Fragmento de página:

━━━━

Sculley decidió jugarse el todo por el todo y planteó asumir el mando efectivo de Apple sin interferencias por parte de Jobs, cuyas responsabilidades quedarían limitadas a la concepción de nuevos productos. «Quería que Steve encabezase el equipo de trabajo para nuevos productos, que se concentrase en las nuevas tecnologías y me dejase dirigir Apple, al fin y al cabo, me habían contratado para eso», explica Sculley. De nuevo, el consejo de administración le dio su apoyo.

Los acontecimientos se precipitaban. Apenas entronado Sculley, el voto se centró en otra cuestión fundamental: ¿era necesario retirar a Steve Jobs de la dirección de la división Macintosh? Y otra vez más, ante el asombro de Jobs, la mayoría se decantó a favor. Sobre la marcha, decidieron ofrecer su puesto a Jean-Louis Gassée.

Trastornado, Jobs se dio cuenta de que quienes hasta ese momento habían confiado en él, eran los que le estaban hundiendo. Para intentar darle la vuelta a la situación,, durante las siguientes semanas, trató de organizar una revolución de palacio. ¿Al fin y al cabo, no seguía siendo el presidente del consejo de administración de la compañía?

El 2 de mayo de 1985, Microsoft lanzaba Excel, un programa que se suponía vital para el futuro del Mac, y pese a la enemistad que había entablado con Gates, Jobs acudió a la conferencia de prensa. La expectación era máxima pues, hasta ese momento, había dejado muy clara su preferencia por Jazz, de Lotus.

━━━━

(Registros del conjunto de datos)
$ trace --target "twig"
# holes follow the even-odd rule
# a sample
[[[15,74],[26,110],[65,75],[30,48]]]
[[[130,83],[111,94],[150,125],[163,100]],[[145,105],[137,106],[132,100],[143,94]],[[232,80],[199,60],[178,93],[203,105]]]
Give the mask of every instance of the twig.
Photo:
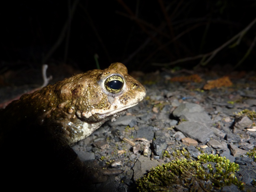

━━━━

Acciones a realizar:
1. Responde según el fragmento:
(a) ¿A quién se decidió ofrecer el puesto de Jobs al frente de la división Macintosh?
(b) ¿Qué programa lanzó Microsoft el 2 de mayo de 1985?
(c) ¿A qué quedarían limitadas las responsabilidades de Jobs en el planteamiento de Sculley?
2. Según el fragmento, ¿por qué era máxima la expectación en la conferencia de prensa de Microsoft a la que acudió Jobs?
3. Transcribe del fragmento el tramo que va desde "El 2 de mayo" hasta "Jazz, de Lotus.".

Respuestas dadas:
1.
(a) A Jean-Louis Gassée.
(b) Excel.
(c) A la concepción de nuevos productos.

2. La expectación era máxima porque, hasta ese momento, Jobs había dejado muy clara su preferencia por Jazz, de Lotus.

3.
El 2 de mayo de 1985, Microsoft lanzaba Excel, un programa que se suponía vital para el futuro del Mac, y pese a la enemistad que había entablado con Gates, Jobs acudió a la conferencia de prensa. La expectación era máxima pues, hasta ese momento, había dejado muy clara su preferencia por Jazz, de Lotus.